EXERCISE DIRECTIONS: Starting at the line that has "sample = <point>241,257</point>" and stopping after the line that has "sample = <point>283,79</point>", reproduce the listing below exactly; omit everything else.

DATA SECTION:
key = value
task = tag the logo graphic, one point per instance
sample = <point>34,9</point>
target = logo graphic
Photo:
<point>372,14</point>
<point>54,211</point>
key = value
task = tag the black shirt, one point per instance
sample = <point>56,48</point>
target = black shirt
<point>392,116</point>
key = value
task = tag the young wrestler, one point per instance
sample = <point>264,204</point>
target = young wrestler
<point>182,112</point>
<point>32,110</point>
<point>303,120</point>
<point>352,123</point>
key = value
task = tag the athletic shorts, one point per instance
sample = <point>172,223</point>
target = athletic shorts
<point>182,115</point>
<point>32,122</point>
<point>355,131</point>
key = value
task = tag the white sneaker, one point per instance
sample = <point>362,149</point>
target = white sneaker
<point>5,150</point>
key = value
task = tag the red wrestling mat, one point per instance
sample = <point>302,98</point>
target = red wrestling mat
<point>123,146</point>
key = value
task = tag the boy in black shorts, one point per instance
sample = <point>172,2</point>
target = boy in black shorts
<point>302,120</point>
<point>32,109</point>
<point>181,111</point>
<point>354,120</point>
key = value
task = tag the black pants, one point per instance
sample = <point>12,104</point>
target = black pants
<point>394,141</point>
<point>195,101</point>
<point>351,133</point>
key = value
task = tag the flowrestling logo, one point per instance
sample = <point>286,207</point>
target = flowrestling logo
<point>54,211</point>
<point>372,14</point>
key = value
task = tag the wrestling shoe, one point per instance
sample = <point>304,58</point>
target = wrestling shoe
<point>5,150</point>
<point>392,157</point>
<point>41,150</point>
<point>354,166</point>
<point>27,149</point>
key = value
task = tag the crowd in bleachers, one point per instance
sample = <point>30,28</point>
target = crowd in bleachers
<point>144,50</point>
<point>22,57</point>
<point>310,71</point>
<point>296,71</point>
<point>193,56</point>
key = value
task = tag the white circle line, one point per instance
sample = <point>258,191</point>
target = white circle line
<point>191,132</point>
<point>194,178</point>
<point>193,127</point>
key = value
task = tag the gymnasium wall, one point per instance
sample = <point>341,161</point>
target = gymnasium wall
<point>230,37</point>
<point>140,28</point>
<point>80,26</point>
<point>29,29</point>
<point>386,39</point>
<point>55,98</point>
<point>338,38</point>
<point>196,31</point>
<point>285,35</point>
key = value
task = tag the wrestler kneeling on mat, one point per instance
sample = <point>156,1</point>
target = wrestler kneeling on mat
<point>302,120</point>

* * *

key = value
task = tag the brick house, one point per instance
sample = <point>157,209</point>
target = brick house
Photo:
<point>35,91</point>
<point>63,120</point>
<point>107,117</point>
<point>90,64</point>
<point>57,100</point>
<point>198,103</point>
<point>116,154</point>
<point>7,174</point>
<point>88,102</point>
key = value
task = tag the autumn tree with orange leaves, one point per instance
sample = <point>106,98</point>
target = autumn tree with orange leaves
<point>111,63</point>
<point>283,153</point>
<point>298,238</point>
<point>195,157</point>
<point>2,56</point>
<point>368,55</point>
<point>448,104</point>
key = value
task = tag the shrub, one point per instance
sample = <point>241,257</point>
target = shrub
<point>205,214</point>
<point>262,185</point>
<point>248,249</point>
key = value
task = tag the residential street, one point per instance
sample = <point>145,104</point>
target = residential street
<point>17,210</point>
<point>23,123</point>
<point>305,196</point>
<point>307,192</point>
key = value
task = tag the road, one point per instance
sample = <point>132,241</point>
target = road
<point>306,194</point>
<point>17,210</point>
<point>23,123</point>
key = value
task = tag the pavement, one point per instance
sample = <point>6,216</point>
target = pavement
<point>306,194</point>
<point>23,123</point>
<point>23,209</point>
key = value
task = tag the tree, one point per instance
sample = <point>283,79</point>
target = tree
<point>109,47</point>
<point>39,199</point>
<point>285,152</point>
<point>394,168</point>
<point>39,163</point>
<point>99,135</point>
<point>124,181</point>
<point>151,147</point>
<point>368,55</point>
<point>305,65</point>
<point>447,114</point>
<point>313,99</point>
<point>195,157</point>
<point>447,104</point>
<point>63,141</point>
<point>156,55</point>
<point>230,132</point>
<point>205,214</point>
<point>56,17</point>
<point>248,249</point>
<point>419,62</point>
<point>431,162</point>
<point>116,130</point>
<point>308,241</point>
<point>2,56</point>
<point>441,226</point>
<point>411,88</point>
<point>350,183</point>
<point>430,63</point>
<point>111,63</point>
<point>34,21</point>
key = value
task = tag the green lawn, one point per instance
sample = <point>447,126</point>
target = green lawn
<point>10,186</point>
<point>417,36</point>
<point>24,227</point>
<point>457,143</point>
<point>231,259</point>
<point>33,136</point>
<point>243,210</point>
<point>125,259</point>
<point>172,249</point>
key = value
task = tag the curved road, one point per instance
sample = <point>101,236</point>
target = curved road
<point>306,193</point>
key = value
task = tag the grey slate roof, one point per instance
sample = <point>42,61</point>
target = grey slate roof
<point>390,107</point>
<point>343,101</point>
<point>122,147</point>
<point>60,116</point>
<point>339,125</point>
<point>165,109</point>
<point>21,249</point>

EXERCISE ANSWER:
sample = <point>241,257</point>
target = shrub
<point>205,214</point>
<point>262,185</point>
<point>248,249</point>
key = value
task = tag the residential street, one point per instance
sample = <point>145,104</point>
target = residential street
<point>17,210</point>
<point>23,123</point>
<point>305,196</point>
<point>307,192</point>
key = value
task = tag the road, one point per instance
sample = <point>132,241</point>
target = road
<point>306,194</point>
<point>17,210</point>
<point>23,123</point>
key = value
task = tag the pavement, one point per instance
sample = <point>6,216</point>
target = pavement
<point>306,194</point>
<point>23,123</point>
<point>23,209</point>
key = value
task = tag the tree, one point per instance
sample = <point>283,79</point>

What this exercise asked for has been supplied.